- _Required work_
Could you pick up the passage below on joining copper cold plates and continue it from its last sentence?

- _Reading text_

━━━━━━━━━━━━━━━━

Friction Stir Welding: a solid-state process for ultra-reliable copper joints

Friction Stir Welding (FSW) is a solid-state process: a rotating tool plunges into the joint between plates, plasticizing but not melting the copper, and “stirs” the interface into a forged homogenous weld. FSW has been rapidly adopted for aluminum cold plates in EV and data center markets due to its reliability and is now being applied to copper cold plates.

FSW solid-state process results in a joint with no filler metal and minimal defects: tensile strength often close to the base metal, and essentially zero internal voids. Consequently, the joint exhibits excellent thermal conductivity (since it’s just solid copper continuity) and perfect leak-tightness. FSW leads to ~50% higher stiffness than a brazed cold plate, reducing pressure distortion and resulting in less stress on electronic components. The trade-offs are that FSW is mainly suited to relatively simple joint geometries and requires rigid fixturing and tool access along the entire weld path. FSW is a mature process for aluminum and copper.

The following video provides a practical demonstration of Friction Stir Welding applied to a copper cold plate. This example helps visualize how the solid-state process works in real conditions and why FSW can achieve high-quality, leak-tight joints on copper.

thermal management with copper

Vacuum brazing: a mature process for complex copper assemblies

Vacuum brazing is a traditional, widely used method for cold plate assembly. Copper (or plated copper) parts are joined by heating them in a vacuum furnace with a filler alloy (often a copper-silver or phosphorus bronze alloy for copper parts) that melts and flows via capillary action to bond the pieces.

━━━━━━━━━━━━━━━━

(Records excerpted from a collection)

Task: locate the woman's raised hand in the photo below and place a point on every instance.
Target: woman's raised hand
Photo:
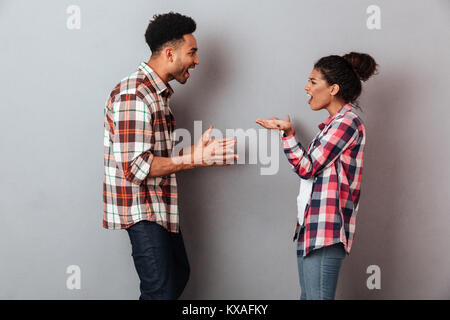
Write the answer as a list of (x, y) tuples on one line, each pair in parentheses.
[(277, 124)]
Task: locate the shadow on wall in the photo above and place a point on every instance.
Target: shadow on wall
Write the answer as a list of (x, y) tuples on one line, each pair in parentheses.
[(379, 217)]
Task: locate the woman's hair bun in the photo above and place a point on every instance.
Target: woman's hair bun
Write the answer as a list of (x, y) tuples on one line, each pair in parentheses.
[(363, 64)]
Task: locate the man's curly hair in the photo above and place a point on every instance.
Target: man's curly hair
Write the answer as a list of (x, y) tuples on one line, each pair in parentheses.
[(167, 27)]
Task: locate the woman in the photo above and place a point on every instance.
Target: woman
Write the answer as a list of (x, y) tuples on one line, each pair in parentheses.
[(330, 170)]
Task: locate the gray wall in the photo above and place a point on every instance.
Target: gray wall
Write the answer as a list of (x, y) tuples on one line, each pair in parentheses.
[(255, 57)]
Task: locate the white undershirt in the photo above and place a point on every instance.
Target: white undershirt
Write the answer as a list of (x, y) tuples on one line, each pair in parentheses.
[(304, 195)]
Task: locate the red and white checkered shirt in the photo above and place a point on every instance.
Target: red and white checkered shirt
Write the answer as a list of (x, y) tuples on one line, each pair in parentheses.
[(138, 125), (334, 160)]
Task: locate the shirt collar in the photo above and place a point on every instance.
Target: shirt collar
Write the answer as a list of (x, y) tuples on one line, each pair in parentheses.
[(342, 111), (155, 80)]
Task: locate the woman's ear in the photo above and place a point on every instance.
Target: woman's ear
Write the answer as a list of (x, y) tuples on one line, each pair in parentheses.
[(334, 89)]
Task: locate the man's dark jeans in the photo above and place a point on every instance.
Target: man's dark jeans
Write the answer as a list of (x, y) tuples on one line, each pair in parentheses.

━━━━━━━━━━━━━━━━

- _Exercise response_
Vacuum brazing can join very complex assemblies in one operation: for example, a base plate with dense internal fins or multiple components, which is not feasible with a single FSW or laser seam. Vacuum-brazed joints generally offer good strength and thermal contact, but because a softer filler metal is involved, joint strength and fatigue resistance may be slightly lower than a wrought weld, and thermal conductivity at the joint is somewhat reduced compared to pure copper.

Open vacuum brazing furnace with an operator controlling elements inside the chamber.

A key consideration is reliability: vacuum brazing inherently carries a risk of micro-voids or incomplete filler coverage, which can create leak paths or reduce pressure capability. Over time and thermal cycling, these micro-defects can propagate; thus, while vacuum brazing yields strong joints, it has a non-zero leak failure rate in the field (e.g., microscopic braze defects causing leaks after many cycles).

Nonetheless, vacuum brazing is a highly mature process with decades of use in aerospace and electronics cooling; many design standards and experienced suppliers exist. Finally, high vacuum brazing temperatures can induce copper yield/strain reduction, degrading plate stiffness and increasing pressure distortion, which results in more stress on electronic components.

Laser welding: a precise fusion process for copper cold plates

Laser welding uses a concentrated laser beam (fiber lasers for industrial welding) to fuse the copper plates along a seam. This is a fusion welding process: the copper at the joint is melted and resolidifies, forming a metallurgical bond. Laser welding is precise and fast; a focused laser can scan a seam at 1 m/min, creating a narrow weld with minimal overall heat input.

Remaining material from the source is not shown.